**Work to be completed:**
Copy out the blog entry below about waking to a cat on the bed, word for word and in full.

**Text segment:**
◆ ◆ ◆ ◆

Monday, October 09, 2006

Waking to a weight on my foot took me back momentarily to childhood when my cat would snuggle into bed. This morning the sensation was accompanied by my husband's very sleepy but nevertheless horrified "is that a cat?!" It was one of the "marauding kitties" again, who seem to appear all too frequently on this blog! Not quite sure how the cat got in, but the only spot was a small gap in the window which he must have slunk through. I lay there for a bit (it was 5am) without moving, but remembering that his humans last week complained of fleas he'd brought in, suddenly galvanized me. Amazingly, he was still purring as I threw him out.

◆ ◆ ◆ ◆

**Data excerpts:**
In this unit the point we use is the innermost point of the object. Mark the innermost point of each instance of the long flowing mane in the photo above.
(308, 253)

◆ ◆ ◆ ◆

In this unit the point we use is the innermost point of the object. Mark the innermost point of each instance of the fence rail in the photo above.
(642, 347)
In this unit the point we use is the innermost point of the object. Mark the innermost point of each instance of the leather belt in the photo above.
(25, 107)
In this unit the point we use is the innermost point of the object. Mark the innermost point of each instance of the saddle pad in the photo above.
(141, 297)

◆ ◆ ◆ ◆

**Response:**
Monday, October 09, 2006

Waking to a weight on my foot took me back momentarily to childhood when my cat would snuggle into bed. This morning the sensation was accompanied by my husband's very sleepy but nevertheless horrified "is that a cat?!" It was one of the "marauding kitties" again, who seem to appear all too frequently on this blog! Not quite sure how the cat got in, but the only spot was a small gap in the window which he must have slunk through. I lay there for a bit (it was 5am) without moving, but remembering that his humans last week complained of fleas he'd brought in, suddenly galvanized me. Amazingly, he was still purring as I threw him out.